Russia's logistics planning is horrible. Its forces were literally running out of gas, running out of food, and getting lost in the first few days. Ukrainian forces have targeted the "tow trucks" used for heavy military vehicles that are disabled and fuel and supply trucks, that are more vulnerable, for strikes to prevent their advance, and have been quite effective at doing so.

Despite their treads, tanks overwhelmingly stay on main roads, leaving their column exposed to attack.

An expectedly large share of Russian tanks and artillery are very dated models.

The best available data suggests that something on the order of half of Russian tanks deployed in this mission have been destroyed, as well as many armored personnel carriers and some mobile artillery vehicles. The large number of small, anti-tank missiles available to Ukrainian forces have been an important factor on this front.

Russian forces have lost significant numbers of fixed wing warplanes and military helicopters, maybe two dozen, all told.

About one in seven Russian soldiers have been killed or seriously injured in this conflict so far. About one in twenty-five of its generals have been killed.

It does not appear that either side has been able to use their tanks to secure decisive victories.

About a quarter of Russian soldiers are minimally trained and marginally competent conscripts. They are not properly trained to defend themselves against reasonably competent attacks or otherwise.

Inaccurate and indiscriminate unguided howitzer shell attacks that hurt civilian and military targets alike instilling terror in the general population, and indiscriminate bombing by fighter aircraft with "dumb bombs" are shaping up to be some of the characteristic tactics of the Russian invasions. But this has not been cost free. It has painted Russian troops from Putin to the rank and file Russian soldiers in Ukraine as war criminals. These tactics have unified the Ukrainian people against the Russia. These tactics have helped cement global public opinion against Russia.

Russia's substantial Black Sea naval forces have done very little after the first day or two when they were part of a campaign to launch missiles all over Ukraine. They have not been used for fire support for ground troops and do not appear to have been important in making amphibious assaults. There has been essentially no naval warfare so far.

● **Stated task**
In the passage on Russia's military performance in Ukraine, rewrite the part between "The best available" and "have been killed.", inclusive, and swap "armored personnel carriers" for "infantry fighting vehicles".

● **Provided data**
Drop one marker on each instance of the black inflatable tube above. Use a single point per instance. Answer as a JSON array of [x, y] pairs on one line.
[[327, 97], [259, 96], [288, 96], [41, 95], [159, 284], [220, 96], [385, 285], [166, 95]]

● **Response to the exercise**
The best available data suggests that something on the order of half of Russian tanks deployed in this mission have been destroyed, as well as many infantry fighting vehicles and some mobile artillery vehicles. The large number of small, anti-tank missiles available to Ukrainian forces have been an important factor on this front.

Russian forces have lost significant numbers of fixed wing warplanes and military helicopters, maybe two dozen, all told.

About one in seven Russian soldiers have been killed or seriously injured in this conflict so far. About one in twenty-five of its generals have been killed.